▶ **Your task**: Copy all of the rows below word for word, omitting the pictures.

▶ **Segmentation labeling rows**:
——————————
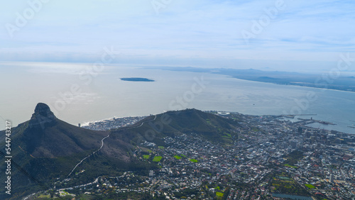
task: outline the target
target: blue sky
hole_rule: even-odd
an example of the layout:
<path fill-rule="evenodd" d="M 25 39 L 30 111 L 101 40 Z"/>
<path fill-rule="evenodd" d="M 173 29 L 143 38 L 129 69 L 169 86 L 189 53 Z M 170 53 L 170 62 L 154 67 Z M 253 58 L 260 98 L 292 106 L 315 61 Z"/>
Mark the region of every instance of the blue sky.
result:
<path fill-rule="evenodd" d="M 41 6 L 33 16 L 16 25 L 17 13 L 30 15 L 28 2 L 36 1 Z M 354 1 L 29 0 L 1 6 L 0 61 L 92 62 L 112 46 L 121 52 L 114 62 L 122 65 L 312 71 L 328 70 L 341 53 L 355 52 Z M 253 32 L 256 21 L 261 30 Z M 253 38 L 246 40 L 245 33 Z"/>

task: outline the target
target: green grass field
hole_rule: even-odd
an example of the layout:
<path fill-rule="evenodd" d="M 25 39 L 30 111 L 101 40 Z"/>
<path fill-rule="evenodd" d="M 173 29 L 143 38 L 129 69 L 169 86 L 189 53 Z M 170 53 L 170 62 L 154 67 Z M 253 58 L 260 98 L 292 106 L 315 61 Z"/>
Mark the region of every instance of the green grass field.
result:
<path fill-rule="evenodd" d="M 174 157 L 178 159 L 178 160 L 180 160 L 181 159 L 181 157 L 178 156 L 178 155 L 174 155 Z"/>
<path fill-rule="evenodd" d="M 154 157 L 154 158 L 153 159 L 153 162 L 160 162 L 160 160 L 163 158 L 163 157 L 161 156 L 155 156 Z"/>
<path fill-rule="evenodd" d="M 305 187 L 308 187 L 309 189 L 314 189 L 315 188 L 315 187 L 314 187 L 313 185 L 310 184 L 305 184 Z"/>
<path fill-rule="evenodd" d="M 283 165 L 283 166 L 297 169 L 296 166 L 292 166 L 292 165 L 290 165 L 288 164 Z"/>
<path fill-rule="evenodd" d="M 195 163 L 198 162 L 198 160 L 195 160 L 195 159 L 190 159 L 190 161 L 195 162 Z"/>
<path fill-rule="evenodd" d="M 223 194 L 222 192 L 219 192 L 219 191 L 216 192 L 216 196 L 217 196 L 223 197 L 223 195 L 224 195 L 224 194 Z"/>

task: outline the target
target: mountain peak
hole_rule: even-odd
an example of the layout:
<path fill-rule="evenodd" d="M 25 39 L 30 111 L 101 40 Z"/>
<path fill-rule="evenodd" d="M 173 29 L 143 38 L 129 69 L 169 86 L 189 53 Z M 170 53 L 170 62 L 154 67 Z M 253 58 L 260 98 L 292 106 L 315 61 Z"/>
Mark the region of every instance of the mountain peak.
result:
<path fill-rule="evenodd" d="M 37 104 L 34 114 L 40 115 L 45 117 L 55 117 L 53 113 L 50 111 L 48 105 L 43 103 Z"/>
<path fill-rule="evenodd" d="M 35 109 L 35 113 L 32 114 L 30 120 L 30 128 L 36 128 L 40 125 L 42 128 L 48 123 L 53 123 L 57 118 L 50 111 L 48 105 L 38 103 Z"/>

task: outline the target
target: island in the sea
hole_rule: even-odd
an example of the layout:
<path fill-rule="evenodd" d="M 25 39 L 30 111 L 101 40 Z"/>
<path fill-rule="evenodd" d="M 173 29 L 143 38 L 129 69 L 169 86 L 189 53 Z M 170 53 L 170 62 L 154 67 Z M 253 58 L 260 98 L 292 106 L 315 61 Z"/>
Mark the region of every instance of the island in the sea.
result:
<path fill-rule="evenodd" d="M 122 81 L 125 81 L 125 82 L 155 82 L 155 80 L 153 80 L 153 79 L 146 79 L 146 78 L 137 78 L 137 77 L 121 78 L 120 79 Z"/>

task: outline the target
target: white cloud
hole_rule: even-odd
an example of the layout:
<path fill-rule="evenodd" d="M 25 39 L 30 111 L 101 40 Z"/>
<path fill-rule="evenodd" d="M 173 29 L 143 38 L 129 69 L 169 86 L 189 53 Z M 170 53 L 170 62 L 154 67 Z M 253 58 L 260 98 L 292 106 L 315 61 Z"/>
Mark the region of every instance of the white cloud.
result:
<path fill-rule="evenodd" d="M 132 62 L 332 61 L 342 52 L 354 52 L 355 3 L 349 1 L 284 0 L 285 9 L 246 44 L 241 32 L 250 30 L 251 21 L 276 1 L 172 1 L 159 15 L 150 0 L 50 1 L 13 38 L 0 30 L 0 60 L 91 62 L 108 45 Z M 13 1 L 3 3 L 0 24 L 14 23 L 15 13 L 28 7 Z"/>

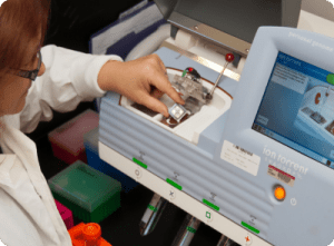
——————————
▶ **Answer to this task**:
task: outline the target
target: blue sky
hole_rule: even-odd
an example of the layout:
<path fill-rule="evenodd" d="M 25 39 L 30 111 L 101 40 Z"/>
<path fill-rule="evenodd" d="M 173 29 L 143 38 L 129 69 L 169 86 L 189 53 Z M 170 53 L 170 62 L 154 67 Z M 253 58 L 260 98 L 292 106 L 315 61 Z"/>
Mark the region of every instance of the blue sky.
result:
<path fill-rule="evenodd" d="M 41 6 L 33 16 L 16 25 L 17 13 L 30 15 L 28 2 L 36 1 Z M 354 1 L 29 0 L 1 6 L 0 61 L 92 62 L 112 46 L 121 52 L 114 62 L 122 65 L 312 71 L 328 70 L 341 53 L 355 52 Z M 253 32 L 256 21 L 261 30 Z M 253 38 L 246 40 L 245 33 Z"/>

task: outline the target
target: green grass field
hole_rule: even-odd
an example of the layout:
<path fill-rule="evenodd" d="M 25 39 L 30 111 L 101 40 Z"/>
<path fill-rule="evenodd" d="M 173 29 L 143 38 L 129 69 L 169 86 L 189 53 Z M 170 53 L 170 62 L 154 67 Z M 253 58 L 260 98 L 292 106 L 315 61 Z"/>
Mark the region of every instance of the green grass field.
result:
<path fill-rule="evenodd" d="M 174 157 L 178 159 L 178 160 L 180 160 L 181 159 L 181 157 L 178 156 L 178 155 L 174 155 Z"/>
<path fill-rule="evenodd" d="M 154 157 L 154 158 L 153 159 L 153 162 L 160 162 L 160 160 L 163 158 L 163 157 L 161 156 L 155 156 Z"/>
<path fill-rule="evenodd" d="M 305 187 L 308 187 L 309 189 L 314 189 L 315 188 L 315 187 L 314 187 L 313 185 L 310 184 L 305 184 Z"/>
<path fill-rule="evenodd" d="M 283 165 L 283 166 L 297 169 L 296 166 L 292 166 L 292 165 L 290 165 L 288 164 Z"/>
<path fill-rule="evenodd" d="M 195 163 L 198 162 L 198 160 L 195 160 L 195 159 L 190 159 L 190 161 L 195 162 Z"/>
<path fill-rule="evenodd" d="M 223 194 L 222 192 L 219 192 L 219 191 L 216 192 L 216 196 L 217 196 L 223 197 L 223 195 L 224 195 L 224 194 Z"/>

task: outline the target
target: mountain peak
hole_rule: even-odd
an example of the layout:
<path fill-rule="evenodd" d="M 25 39 L 30 111 L 101 40 Z"/>
<path fill-rule="evenodd" d="M 173 29 L 143 38 L 129 69 L 169 86 L 189 53 Z M 170 53 L 170 62 L 154 67 Z M 253 58 L 260 98 L 292 106 L 315 61 Z"/>
Mark the region of every instance of the mountain peak.
result:
<path fill-rule="evenodd" d="M 37 104 L 34 114 L 40 115 L 45 117 L 55 117 L 53 113 L 50 111 L 48 105 L 43 103 Z"/>
<path fill-rule="evenodd" d="M 35 109 L 35 113 L 32 114 L 30 120 L 30 128 L 36 128 L 40 125 L 42 128 L 48 123 L 53 123 L 57 118 L 50 111 L 48 105 L 38 103 Z"/>

task: outline the target
target: island in the sea
hole_rule: even-odd
an example of the layout:
<path fill-rule="evenodd" d="M 25 39 L 30 111 L 101 40 Z"/>
<path fill-rule="evenodd" d="M 173 29 L 143 38 L 129 69 L 169 86 L 189 53 Z M 170 53 L 170 62 L 154 67 Z M 253 58 L 260 98 L 292 106 L 315 61 Z"/>
Mark the region of every instance of the island in the sea.
result:
<path fill-rule="evenodd" d="M 122 81 L 125 81 L 125 82 L 155 82 L 155 80 L 153 80 L 153 79 L 146 79 L 146 78 L 137 78 L 137 77 L 121 78 L 120 79 Z"/>

task: outline the target
target: white cloud
hole_rule: even-odd
an example of the layout:
<path fill-rule="evenodd" d="M 25 39 L 30 111 L 101 40 Z"/>
<path fill-rule="evenodd" d="M 173 29 L 143 38 L 129 69 L 169 86 L 189 53 Z M 170 53 L 170 62 L 154 67 Z M 253 58 L 260 98 L 292 106 L 315 61 Z"/>
Mark the region of every instance of the white cloud.
result:
<path fill-rule="evenodd" d="M 132 62 L 332 61 L 342 52 L 354 52 L 355 3 L 349 1 L 284 0 L 285 9 L 246 44 L 241 32 L 250 30 L 251 21 L 276 1 L 172 1 L 159 15 L 150 0 L 50 1 L 13 38 L 0 30 L 0 60 L 91 62 L 108 45 Z M 13 1 L 3 3 L 0 24 L 14 23 L 15 13 L 28 7 Z"/>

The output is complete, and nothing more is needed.